§ Goal of the exercise: Count the lines of the records that contain the string "horizon", and give only that number.
--- Start Records shown ---
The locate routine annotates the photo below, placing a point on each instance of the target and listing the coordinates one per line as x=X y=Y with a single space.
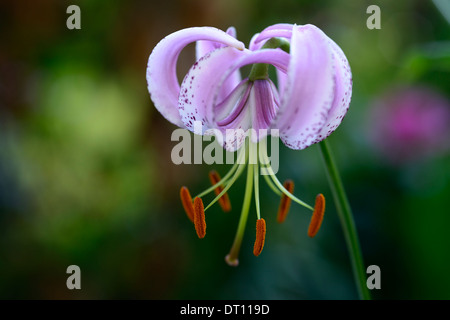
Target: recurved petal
x=309 y=90
x=342 y=92
x=203 y=47
x=201 y=84
x=162 y=80
x=200 y=89
x=281 y=30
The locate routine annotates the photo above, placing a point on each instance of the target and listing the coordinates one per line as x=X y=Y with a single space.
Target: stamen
x=317 y=217
x=260 y=236
x=199 y=218
x=186 y=200
x=224 y=201
x=285 y=202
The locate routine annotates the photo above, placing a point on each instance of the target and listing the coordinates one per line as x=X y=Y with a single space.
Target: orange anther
x=186 y=200
x=199 y=218
x=260 y=236
x=317 y=217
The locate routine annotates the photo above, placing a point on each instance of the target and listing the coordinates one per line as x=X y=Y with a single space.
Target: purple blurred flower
x=313 y=94
x=410 y=123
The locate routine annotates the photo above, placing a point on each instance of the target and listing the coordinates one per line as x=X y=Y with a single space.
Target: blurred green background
x=86 y=176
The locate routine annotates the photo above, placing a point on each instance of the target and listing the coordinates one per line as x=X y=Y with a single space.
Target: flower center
x=252 y=104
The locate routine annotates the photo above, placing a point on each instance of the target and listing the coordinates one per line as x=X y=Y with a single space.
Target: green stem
x=232 y=257
x=346 y=218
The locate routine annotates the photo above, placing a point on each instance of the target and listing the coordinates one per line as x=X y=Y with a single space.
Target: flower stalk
x=346 y=219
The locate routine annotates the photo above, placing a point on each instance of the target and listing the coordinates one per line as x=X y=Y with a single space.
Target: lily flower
x=312 y=96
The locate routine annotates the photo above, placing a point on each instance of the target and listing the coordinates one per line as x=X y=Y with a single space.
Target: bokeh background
x=86 y=176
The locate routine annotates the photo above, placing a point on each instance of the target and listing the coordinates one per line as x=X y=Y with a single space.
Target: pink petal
x=342 y=92
x=309 y=91
x=200 y=99
x=203 y=47
x=281 y=30
x=162 y=80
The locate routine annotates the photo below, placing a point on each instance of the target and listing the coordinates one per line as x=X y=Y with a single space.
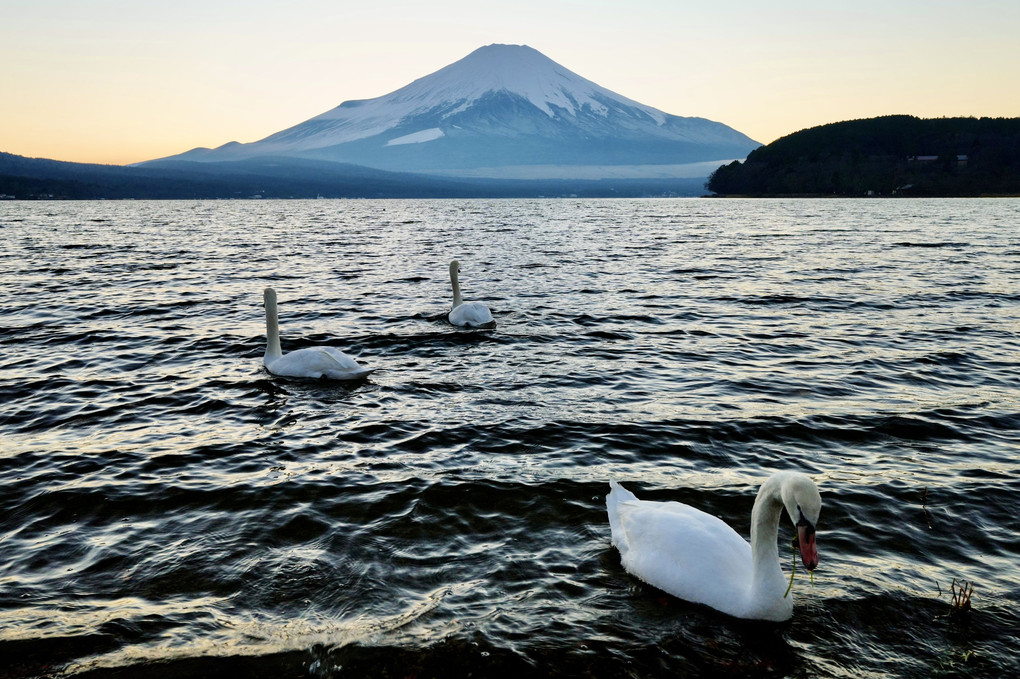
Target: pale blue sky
x=113 y=81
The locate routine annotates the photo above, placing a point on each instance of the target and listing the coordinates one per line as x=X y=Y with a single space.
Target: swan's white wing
x=317 y=362
x=684 y=552
x=472 y=314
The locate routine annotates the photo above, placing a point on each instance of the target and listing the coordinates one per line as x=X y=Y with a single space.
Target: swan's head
x=800 y=495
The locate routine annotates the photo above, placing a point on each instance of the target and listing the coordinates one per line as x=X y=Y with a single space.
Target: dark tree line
x=899 y=155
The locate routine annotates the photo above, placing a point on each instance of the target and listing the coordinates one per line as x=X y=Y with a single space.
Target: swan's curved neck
x=457 y=301
x=272 y=350
x=764 y=533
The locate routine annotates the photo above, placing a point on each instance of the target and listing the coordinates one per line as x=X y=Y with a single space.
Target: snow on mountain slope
x=500 y=106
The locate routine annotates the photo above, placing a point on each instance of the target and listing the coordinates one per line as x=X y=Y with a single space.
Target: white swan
x=466 y=314
x=696 y=557
x=311 y=362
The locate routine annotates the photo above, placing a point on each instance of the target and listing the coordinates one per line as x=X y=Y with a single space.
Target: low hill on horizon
x=895 y=155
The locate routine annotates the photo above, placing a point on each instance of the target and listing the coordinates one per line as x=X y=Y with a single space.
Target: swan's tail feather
x=617 y=494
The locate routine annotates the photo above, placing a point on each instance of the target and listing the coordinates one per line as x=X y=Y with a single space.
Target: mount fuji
x=504 y=111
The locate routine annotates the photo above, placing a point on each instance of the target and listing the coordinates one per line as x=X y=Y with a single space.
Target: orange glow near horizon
x=115 y=83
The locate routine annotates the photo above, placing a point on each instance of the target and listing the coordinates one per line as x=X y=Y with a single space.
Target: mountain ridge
x=500 y=106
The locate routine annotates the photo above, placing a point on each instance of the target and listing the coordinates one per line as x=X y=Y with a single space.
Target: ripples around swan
x=169 y=508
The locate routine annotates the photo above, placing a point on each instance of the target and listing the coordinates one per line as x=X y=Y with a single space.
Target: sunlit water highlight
x=166 y=505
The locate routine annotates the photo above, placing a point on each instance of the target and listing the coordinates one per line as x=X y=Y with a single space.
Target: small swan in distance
x=311 y=362
x=467 y=314
x=697 y=557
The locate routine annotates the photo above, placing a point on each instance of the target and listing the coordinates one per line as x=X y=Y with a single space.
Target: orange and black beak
x=806 y=543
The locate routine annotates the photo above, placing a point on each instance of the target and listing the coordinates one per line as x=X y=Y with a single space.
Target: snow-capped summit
x=502 y=110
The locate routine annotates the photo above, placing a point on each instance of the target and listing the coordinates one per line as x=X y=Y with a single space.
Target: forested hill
x=896 y=155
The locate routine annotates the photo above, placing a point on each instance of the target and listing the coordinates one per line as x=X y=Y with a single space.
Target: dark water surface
x=168 y=509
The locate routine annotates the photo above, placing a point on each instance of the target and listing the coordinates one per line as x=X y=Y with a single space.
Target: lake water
x=168 y=509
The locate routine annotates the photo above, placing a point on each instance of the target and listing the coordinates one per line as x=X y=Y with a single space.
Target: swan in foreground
x=311 y=362
x=696 y=557
x=467 y=314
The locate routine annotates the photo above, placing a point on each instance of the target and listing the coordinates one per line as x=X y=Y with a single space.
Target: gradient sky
x=125 y=81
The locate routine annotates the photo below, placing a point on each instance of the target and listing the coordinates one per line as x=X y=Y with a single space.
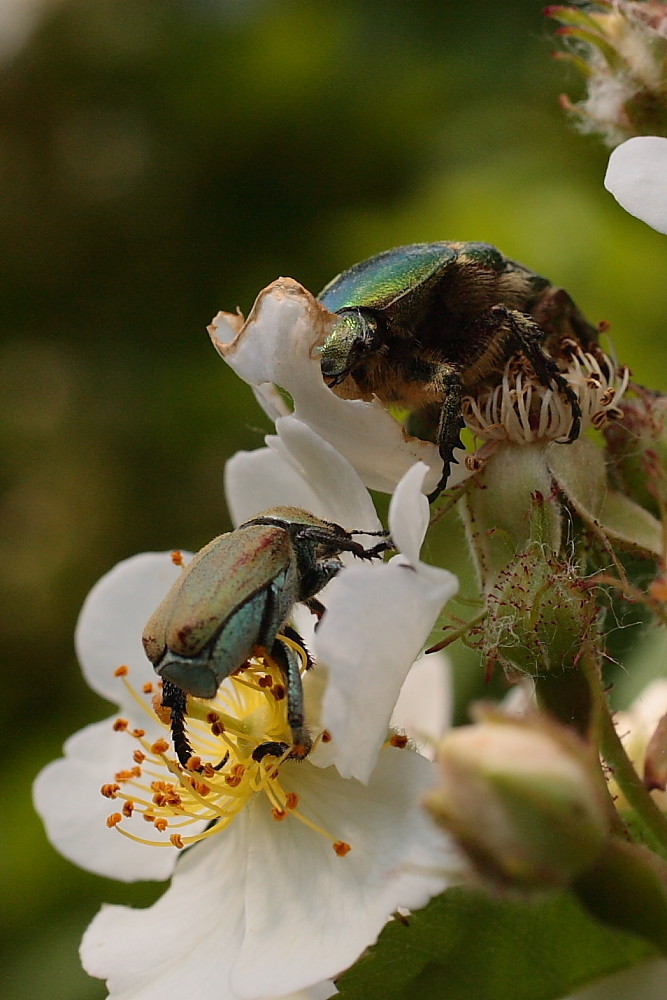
--- End Records shown ---
§ Solved problem: 2